WHAT THE TASK REQUIRES: The answer must be a single number: how many lines below contain "cream".

□ □ □ □ □ □ □

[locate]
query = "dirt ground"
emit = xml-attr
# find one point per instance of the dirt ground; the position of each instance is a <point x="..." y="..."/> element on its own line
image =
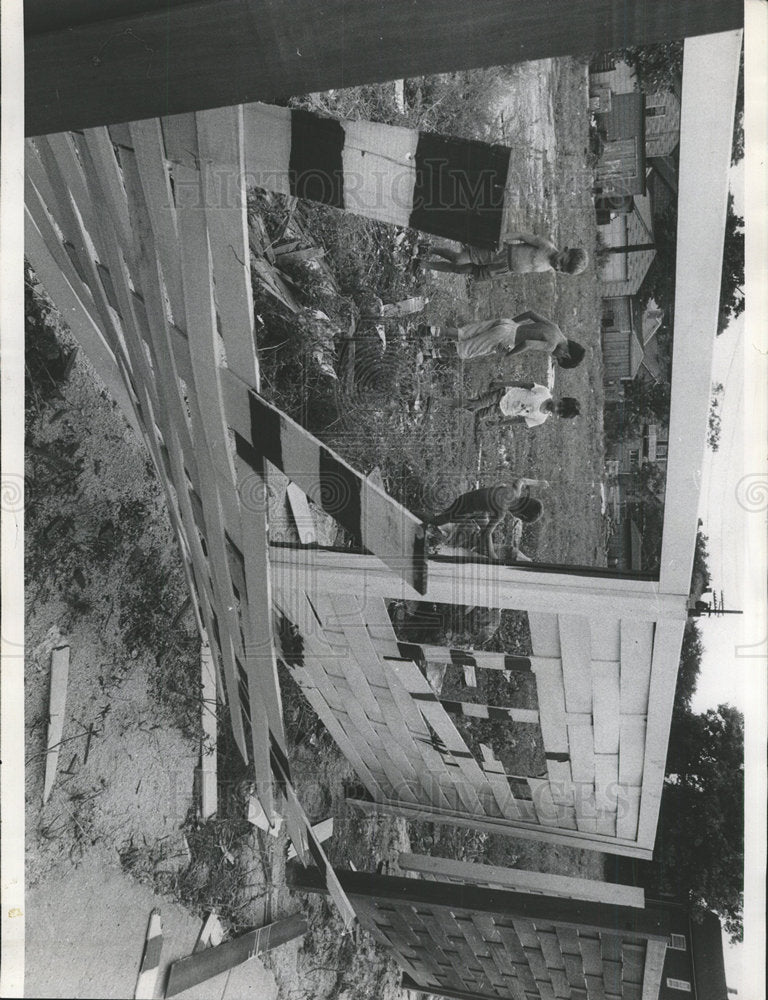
<point x="119" y="834"/>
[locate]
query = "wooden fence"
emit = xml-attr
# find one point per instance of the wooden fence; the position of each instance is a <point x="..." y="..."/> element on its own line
<point x="492" y="944"/>
<point x="128" y="230"/>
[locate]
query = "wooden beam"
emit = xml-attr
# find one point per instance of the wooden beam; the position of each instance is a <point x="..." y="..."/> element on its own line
<point x="629" y="922"/>
<point x="89" y="64"/>
<point x="484" y="585"/>
<point x="509" y="828"/>
<point x="523" y="881"/>
<point x="408" y="983"/>
<point x="57" y="704"/>
<point x="203" y="965"/>
<point x="710" y="76"/>
<point x="654" y="966"/>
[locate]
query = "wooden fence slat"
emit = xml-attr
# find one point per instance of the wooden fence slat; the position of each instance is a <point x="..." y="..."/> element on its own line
<point x="384" y="526"/>
<point x="474" y="784"/>
<point x="666" y="657"/>
<point x="260" y="659"/>
<point x="631" y="749"/>
<point x="576" y="647"/>
<point x="636" y="656"/>
<point x="141" y="199"/>
<point x="146" y="142"/>
<point x="78" y="317"/>
<point x="204" y="965"/>
<point x="551" y="695"/>
<point x="628" y="812"/>
<point x="545" y="634"/>
<point x="523" y="881"/>
<point x="222" y="163"/>
<point x="605" y="700"/>
<point x="606" y="638"/>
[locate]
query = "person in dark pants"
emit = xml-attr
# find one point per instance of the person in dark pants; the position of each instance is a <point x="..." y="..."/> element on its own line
<point x="489" y="506"/>
<point x="520" y="403"/>
<point x="522" y="253"/>
<point x="528" y="331"/>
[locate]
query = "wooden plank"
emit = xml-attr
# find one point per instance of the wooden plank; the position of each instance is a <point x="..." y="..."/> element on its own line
<point x="208" y="768"/>
<point x="605" y="699"/>
<point x="322" y="830"/>
<point x="545" y="635"/>
<point x="222" y="166"/>
<point x="606" y="638"/>
<point x="474" y="784"/>
<point x="523" y="829"/>
<point x="582" y="750"/>
<point x="302" y="515"/>
<point x="631" y="749"/>
<point x="204" y="965"/>
<point x="576" y="646"/>
<point x="523" y="881"/>
<point x="150" y="959"/>
<point x="634" y="924"/>
<point x="606" y="782"/>
<point x="666" y="659"/>
<point x="551" y="695"/>
<point x="79" y="319"/>
<point x="56" y="706"/>
<point x="542" y="801"/>
<point x="497" y="779"/>
<point x="486" y="586"/>
<point x="704" y="172"/>
<point x="628" y="812"/>
<point x="654" y="964"/>
<point x="636" y="654"/>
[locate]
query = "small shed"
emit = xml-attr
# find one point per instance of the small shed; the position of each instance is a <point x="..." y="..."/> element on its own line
<point x="621" y="169"/>
<point x="662" y="123"/>
<point x="623" y="273"/>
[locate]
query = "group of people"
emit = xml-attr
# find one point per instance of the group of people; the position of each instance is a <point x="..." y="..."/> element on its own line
<point x="508" y="402"/>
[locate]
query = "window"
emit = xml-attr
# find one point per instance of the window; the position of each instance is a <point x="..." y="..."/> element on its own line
<point x="679" y="984"/>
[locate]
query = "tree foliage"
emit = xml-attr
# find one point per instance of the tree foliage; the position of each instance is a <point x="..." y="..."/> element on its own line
<point x="714" y="424"/>
<point x="732" y="283"/>
<point x="699" y="852"/>
<point x="659" y="283"/>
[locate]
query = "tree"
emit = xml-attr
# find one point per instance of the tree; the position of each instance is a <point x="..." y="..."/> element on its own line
<point x="699" y="851"/>
<point x="659" y="67"/>
<point x="713" y="429"/>
<point x="737" y="152"/>
<point x="732" y="284"/>
<point x="659" y="282"/>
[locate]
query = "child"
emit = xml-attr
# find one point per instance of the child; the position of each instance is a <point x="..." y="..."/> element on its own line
<point x="491" y="505"/>
<point x="528" y="331"/>
<point x="521" y="402"/>
<point x="522" y="253"/>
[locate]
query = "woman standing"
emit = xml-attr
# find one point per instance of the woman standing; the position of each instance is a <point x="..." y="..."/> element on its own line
<point x="521" y="402"/>
<point x="522" y="253"/>
<point x="528" y="331"/>
<point x="490" y="505"/>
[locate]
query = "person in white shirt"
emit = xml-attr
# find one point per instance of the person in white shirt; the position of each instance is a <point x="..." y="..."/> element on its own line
<point x="520" y="402"/>
<point x="528" y="331"/>
<point x="522" y="253"/>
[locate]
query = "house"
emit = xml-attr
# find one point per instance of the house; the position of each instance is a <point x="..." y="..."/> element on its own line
<point x="694" y="968"/>
<point x="621" y="125"/>
<point x="623" y="273"/>
<point x="629" y="345"/>
<point x="662" y="123"/>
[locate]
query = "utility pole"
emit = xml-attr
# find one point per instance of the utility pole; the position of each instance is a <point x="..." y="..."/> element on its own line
<point x="717" y="608"/>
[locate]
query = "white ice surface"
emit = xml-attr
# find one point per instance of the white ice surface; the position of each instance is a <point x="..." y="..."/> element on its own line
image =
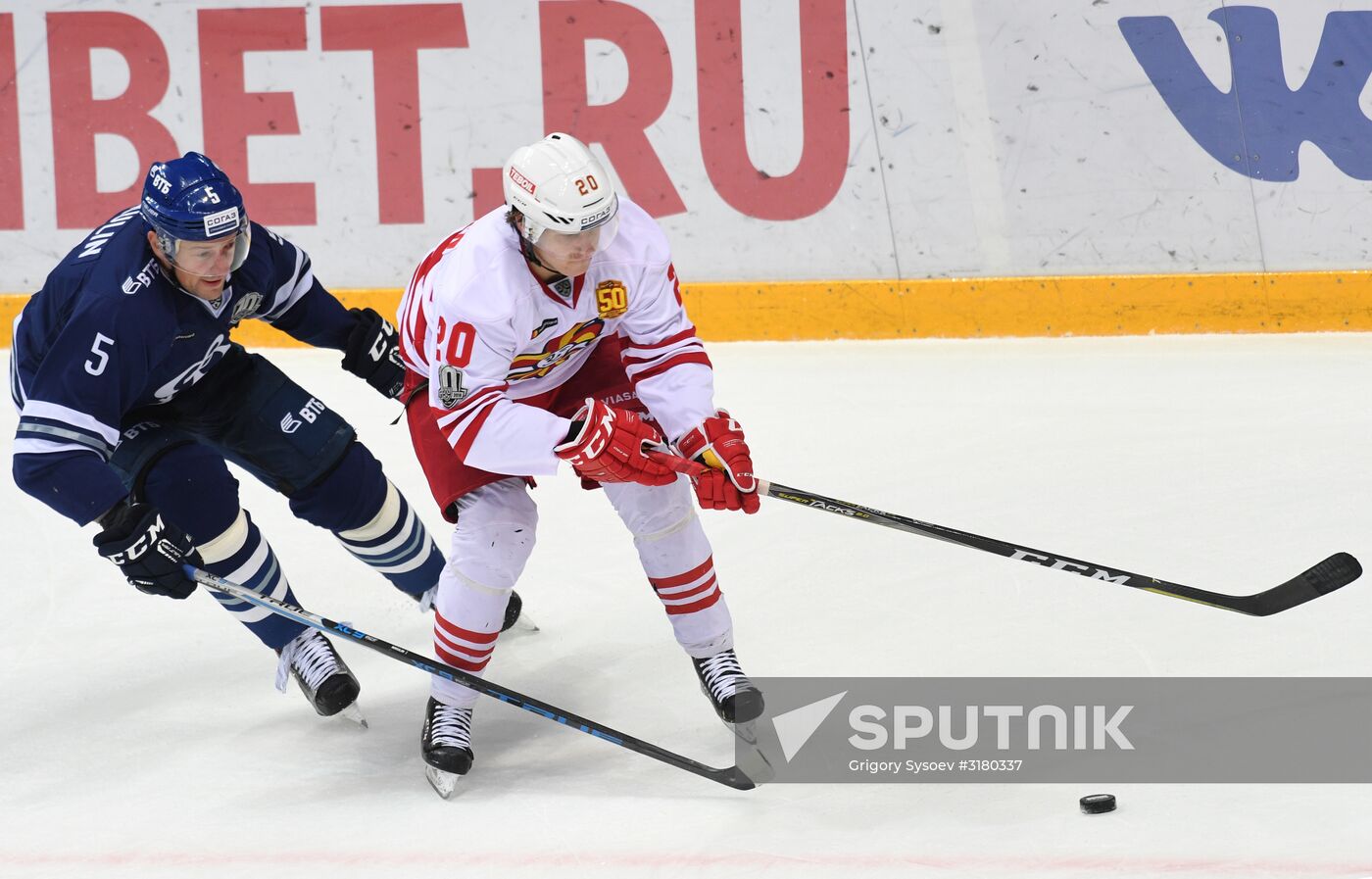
<point x="141" y="737"/>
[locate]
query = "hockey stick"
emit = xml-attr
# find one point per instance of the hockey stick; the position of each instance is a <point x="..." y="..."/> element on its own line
<point x="731" y="776"/>
<point x="1334" y="572"/>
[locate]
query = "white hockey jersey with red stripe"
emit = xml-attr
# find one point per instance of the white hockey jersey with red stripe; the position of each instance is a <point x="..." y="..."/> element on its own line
<point x="487" y="333"/>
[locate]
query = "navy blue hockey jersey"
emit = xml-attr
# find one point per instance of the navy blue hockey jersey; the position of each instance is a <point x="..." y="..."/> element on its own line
<point x="109" y="333"/>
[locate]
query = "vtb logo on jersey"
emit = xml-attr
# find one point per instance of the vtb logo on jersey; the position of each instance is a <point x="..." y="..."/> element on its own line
<point x="558" y="351"/>
<point x="244" y="309"/>
<point x="611" y="299"/>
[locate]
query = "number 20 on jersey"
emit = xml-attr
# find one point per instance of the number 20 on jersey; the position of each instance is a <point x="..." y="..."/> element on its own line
<point x="457" y="351"/>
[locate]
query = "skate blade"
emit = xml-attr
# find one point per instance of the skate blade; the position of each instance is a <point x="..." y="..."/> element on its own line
<point x="443" y="783"/>
<point x="354" y="713"/>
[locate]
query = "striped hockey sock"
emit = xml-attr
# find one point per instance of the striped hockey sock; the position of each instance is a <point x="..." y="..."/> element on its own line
<point x="397" y="546"/>
<point x="243" y="556"/>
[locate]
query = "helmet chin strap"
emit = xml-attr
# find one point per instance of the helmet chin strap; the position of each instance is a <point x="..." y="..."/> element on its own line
<point x="530" y="254"/>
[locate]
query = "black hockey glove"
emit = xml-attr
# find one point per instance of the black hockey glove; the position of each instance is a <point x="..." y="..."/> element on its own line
<point x="373" y="353"/>
<point x="147" y="549"/>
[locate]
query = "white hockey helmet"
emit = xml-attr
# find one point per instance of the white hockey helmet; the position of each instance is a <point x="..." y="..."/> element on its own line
<point x="559" y="185"/>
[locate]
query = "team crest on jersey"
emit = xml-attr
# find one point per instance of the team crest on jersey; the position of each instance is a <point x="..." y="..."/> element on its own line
<point x="246" y="308"/>
<point x="611" y="299"/>
<point x="450" y="391"/>
<point x="558" y="351"/>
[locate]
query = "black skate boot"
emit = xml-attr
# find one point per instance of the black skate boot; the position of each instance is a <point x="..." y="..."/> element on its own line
<point x="446" y="745"/>
<point x="734" y="697"/>
<point x="321" y="672"/>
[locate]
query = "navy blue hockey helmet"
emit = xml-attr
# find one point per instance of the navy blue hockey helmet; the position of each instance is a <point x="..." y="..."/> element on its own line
<point x="189" y="199"/>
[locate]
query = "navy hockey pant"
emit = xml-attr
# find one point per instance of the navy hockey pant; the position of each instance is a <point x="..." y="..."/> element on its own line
<point x="250" y="413"/>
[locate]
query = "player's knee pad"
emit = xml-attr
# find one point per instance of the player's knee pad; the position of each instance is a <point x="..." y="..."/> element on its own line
<point x="494" y="535"/>
<point x="347" y="497"/>
<point x="228" y="542"/>
<point x="654" y="512"/>
<point x="192" y="487"/>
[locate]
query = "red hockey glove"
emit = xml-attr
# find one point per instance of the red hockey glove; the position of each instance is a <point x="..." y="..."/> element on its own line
<point x="607" y="445"/>
<point x="719" y="443"/>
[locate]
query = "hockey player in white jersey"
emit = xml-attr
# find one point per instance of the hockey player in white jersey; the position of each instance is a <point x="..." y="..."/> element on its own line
<point x="552" y="329"/>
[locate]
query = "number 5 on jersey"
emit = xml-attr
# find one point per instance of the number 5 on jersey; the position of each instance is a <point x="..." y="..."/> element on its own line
<point x="98" y="365"/>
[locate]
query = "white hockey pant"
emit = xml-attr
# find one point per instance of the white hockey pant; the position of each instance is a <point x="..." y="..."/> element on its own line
<point x="494" y="538"/>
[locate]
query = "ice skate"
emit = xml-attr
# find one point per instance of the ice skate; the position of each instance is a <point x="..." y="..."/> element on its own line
<point x="322" y="675"/>
<point x="734" y="698"/>
<point x="446" y="745"/>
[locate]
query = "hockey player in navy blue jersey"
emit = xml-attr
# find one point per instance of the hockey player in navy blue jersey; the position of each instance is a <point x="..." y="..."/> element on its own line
<point x="132" y="397"/>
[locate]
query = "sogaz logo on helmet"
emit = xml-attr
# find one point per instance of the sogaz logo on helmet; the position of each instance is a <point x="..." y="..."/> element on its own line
<point x="523" y="182"/>
<point x="222" y="222"/>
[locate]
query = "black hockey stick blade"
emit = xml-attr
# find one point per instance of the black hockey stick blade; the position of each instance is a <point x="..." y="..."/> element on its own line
<point x="730" y="776"/>
<point x="1330" y="575"/>
<point x="1333" y="573"/>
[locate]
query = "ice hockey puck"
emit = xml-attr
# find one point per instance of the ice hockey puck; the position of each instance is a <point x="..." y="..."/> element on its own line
<point x="1098" y="804"/>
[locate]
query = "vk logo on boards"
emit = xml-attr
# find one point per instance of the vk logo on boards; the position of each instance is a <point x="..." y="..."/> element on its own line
<point x="1258" y="125"/>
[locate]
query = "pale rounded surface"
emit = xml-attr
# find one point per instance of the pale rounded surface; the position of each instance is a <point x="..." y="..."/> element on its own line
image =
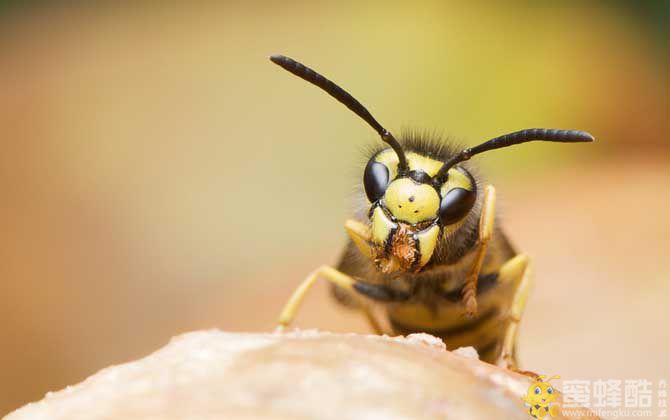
<point x="295" y="375"/>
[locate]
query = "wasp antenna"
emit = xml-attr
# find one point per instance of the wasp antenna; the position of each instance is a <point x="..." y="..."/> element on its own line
<point x="345" y="98"/>
<point x="517" y="137"/>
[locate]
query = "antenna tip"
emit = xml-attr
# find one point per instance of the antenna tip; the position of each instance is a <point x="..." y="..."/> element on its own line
<point x="277" y="58"/>
<point x="586" y="137"/>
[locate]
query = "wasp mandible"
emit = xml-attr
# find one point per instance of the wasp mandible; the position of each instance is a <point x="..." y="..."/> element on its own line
<point x="429" y="251"/>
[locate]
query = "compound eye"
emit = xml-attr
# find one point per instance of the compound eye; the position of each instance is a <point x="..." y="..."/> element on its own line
<point x="375" y="180"/>
<point x="456" y="204"/>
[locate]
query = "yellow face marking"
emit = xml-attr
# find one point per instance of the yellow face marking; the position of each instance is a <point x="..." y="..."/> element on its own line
<point x="381" y="226"/>
<point x="411" y="202"/>
<point x="414" y="160"/>
<point x="427" y="242"/>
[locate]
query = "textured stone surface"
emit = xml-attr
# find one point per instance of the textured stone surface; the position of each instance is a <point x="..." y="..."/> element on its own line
<point x="296" y="375"/>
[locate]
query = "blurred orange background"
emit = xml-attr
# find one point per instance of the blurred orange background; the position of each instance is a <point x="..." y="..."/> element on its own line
<point x="160" y="175"/>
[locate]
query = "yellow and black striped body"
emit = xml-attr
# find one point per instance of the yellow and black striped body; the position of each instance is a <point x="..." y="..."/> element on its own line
<point x="425" y="244"/>
<point x="431" y="299"/>
<point x="435" y="303"/>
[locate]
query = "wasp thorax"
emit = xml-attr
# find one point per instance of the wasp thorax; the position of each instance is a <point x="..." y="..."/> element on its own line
<point x="411" y="202"/>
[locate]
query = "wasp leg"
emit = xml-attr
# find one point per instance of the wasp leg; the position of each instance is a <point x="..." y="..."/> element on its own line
<point x="516" y="271"/>
<point x="340" y="279"/>
<point x="486" y="219"/>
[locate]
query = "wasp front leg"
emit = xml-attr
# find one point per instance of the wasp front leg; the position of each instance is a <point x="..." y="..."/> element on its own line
<point x="516" y="271"/>
<point x="486" y="220"/>
<point x="359" y="233"/>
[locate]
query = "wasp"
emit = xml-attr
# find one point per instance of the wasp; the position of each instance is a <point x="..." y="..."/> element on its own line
<point x="427" y="253"/>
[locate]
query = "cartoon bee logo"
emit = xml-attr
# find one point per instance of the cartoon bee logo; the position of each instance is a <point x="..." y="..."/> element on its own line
<point x="540" y="397"/>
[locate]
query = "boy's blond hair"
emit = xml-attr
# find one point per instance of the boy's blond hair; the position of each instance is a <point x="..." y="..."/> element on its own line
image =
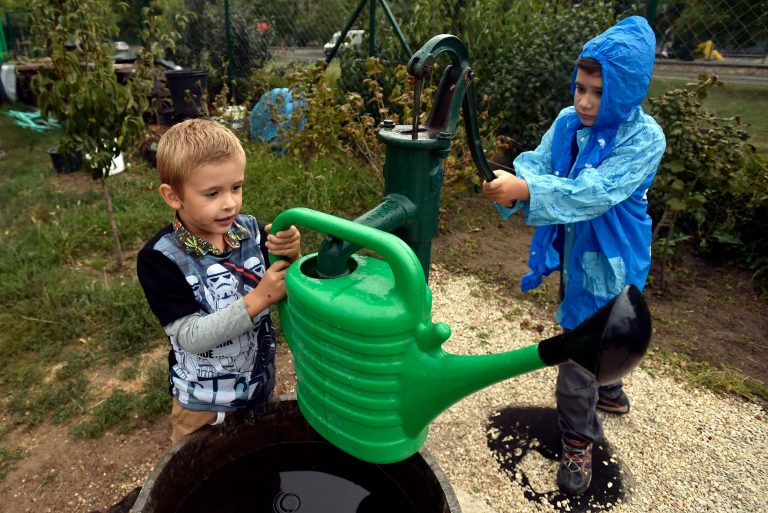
<point x="191" y="144"/>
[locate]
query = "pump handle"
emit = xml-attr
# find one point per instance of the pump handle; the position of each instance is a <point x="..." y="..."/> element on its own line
<point x="456" y="89"/>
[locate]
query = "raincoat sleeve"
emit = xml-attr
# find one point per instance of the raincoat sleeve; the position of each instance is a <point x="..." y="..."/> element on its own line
<point x="559" y="200"/>
<point x="536" y="162"/>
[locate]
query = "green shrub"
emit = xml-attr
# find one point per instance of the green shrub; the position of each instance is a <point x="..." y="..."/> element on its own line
<point x="711" y="185"/>
<point x="528" y="55"/>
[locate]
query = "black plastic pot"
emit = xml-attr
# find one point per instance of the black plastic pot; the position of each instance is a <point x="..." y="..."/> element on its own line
<point x="274" y="462"/>
<point x="188" y="88"/>
<point x="66" y="163"/>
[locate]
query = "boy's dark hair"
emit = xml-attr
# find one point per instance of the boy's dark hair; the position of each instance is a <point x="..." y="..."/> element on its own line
<point x="589" y="66"/>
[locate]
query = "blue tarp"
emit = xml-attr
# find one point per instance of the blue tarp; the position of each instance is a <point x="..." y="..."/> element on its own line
<point x="273" y="114"/>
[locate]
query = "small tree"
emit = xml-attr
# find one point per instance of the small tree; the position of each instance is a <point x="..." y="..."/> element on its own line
<point x="80" y="88"/>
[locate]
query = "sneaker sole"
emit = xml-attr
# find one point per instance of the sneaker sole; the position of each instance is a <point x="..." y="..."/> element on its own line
<point x="617" y="410"/>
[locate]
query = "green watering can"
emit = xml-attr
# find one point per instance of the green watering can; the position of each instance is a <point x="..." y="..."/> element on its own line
<point x="370" y="367"/>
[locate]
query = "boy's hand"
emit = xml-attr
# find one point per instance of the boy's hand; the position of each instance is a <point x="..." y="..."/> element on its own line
<point x="269" y="291"/>
<point x="506" y="189"/>
<point x="286" y="243"/>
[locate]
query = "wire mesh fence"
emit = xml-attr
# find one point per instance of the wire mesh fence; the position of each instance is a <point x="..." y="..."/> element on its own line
<point x="238" y="40"/>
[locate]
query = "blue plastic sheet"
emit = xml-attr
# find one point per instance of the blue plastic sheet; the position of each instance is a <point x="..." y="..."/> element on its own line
<point x="273" y="116"/>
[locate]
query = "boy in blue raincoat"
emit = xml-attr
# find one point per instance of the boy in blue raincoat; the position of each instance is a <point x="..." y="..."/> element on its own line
<point x="584" y="188"/>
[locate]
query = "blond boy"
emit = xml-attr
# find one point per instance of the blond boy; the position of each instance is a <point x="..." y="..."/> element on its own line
<point x="208" y="280"/>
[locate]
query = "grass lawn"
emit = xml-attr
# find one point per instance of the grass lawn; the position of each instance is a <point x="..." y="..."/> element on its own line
<point x="66" y="312"/>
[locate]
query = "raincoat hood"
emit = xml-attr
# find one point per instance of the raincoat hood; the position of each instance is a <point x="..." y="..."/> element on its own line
<point x="626" y="53"/>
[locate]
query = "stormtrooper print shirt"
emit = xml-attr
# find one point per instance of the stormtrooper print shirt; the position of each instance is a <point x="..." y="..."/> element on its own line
<point x="183" y="275"/>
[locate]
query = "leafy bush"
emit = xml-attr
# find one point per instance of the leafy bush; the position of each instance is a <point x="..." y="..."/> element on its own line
<point x="204" y="44"/>
<point x="527" y="73"/>
<point x="708" y="176"/>
<point x="329" y="125"/>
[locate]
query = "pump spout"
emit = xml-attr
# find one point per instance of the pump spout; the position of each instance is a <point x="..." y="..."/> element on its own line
<point x="394" y="212"/>
<point x="608" y="345"/>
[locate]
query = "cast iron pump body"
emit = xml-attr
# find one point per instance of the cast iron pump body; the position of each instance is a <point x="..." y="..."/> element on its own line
<point x="413" y="167"/>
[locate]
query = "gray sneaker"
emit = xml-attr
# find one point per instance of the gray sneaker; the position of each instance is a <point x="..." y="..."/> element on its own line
<point x="575" y="472"/>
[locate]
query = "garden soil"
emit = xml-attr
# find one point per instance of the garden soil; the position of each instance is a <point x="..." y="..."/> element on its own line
<point x="709" y="312"/>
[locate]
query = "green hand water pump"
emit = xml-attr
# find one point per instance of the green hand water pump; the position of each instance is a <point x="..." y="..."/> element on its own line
<point x="370" y="367"/>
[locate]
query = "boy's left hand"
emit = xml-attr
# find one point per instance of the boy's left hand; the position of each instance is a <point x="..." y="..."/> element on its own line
<point x="286" y="243"/>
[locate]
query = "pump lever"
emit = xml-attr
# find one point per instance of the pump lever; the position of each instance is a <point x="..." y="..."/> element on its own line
<point x="455" y="90"/>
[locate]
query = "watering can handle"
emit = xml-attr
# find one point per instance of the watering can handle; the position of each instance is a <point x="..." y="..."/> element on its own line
<point x="410" y="283"/>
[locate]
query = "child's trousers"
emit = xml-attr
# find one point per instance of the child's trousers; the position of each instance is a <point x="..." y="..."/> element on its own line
<point x="577" y="393"/>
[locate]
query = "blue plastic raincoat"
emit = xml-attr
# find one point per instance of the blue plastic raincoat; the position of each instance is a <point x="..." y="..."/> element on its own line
<point x="591" y="216"/>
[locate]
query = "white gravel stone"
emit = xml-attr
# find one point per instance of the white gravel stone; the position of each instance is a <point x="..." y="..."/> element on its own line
<point x="680" y="449"/>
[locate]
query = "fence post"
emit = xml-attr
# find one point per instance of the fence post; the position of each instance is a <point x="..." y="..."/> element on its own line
<point x="372" y="31"/>
<point x="228" y="35"/>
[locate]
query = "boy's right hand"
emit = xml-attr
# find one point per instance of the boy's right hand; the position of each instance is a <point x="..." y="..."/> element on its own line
<point x="506" y="189"/>
<point x="270" y="290"/>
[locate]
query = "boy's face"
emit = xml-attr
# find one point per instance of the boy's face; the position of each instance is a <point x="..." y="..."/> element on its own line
<point x="586" y="99"/>
<point x="211" y="198"/>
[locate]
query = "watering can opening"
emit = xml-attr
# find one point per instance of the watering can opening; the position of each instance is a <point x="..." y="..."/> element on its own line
<point x="610" y="343"/>
<point x="309" y="268"/>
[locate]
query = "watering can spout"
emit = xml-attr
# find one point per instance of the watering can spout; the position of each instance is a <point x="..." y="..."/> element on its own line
<point x="608" y="345"/>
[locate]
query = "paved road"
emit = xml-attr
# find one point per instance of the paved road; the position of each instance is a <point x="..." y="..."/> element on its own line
<point x="744" y="71"/>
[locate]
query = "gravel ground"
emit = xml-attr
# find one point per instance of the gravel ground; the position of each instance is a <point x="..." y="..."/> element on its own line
<point x="680" y="449"/>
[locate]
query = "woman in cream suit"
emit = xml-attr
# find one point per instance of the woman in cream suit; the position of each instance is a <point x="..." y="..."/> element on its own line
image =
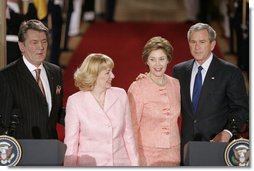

□ □ □ □ □ □ □

REPLY: 2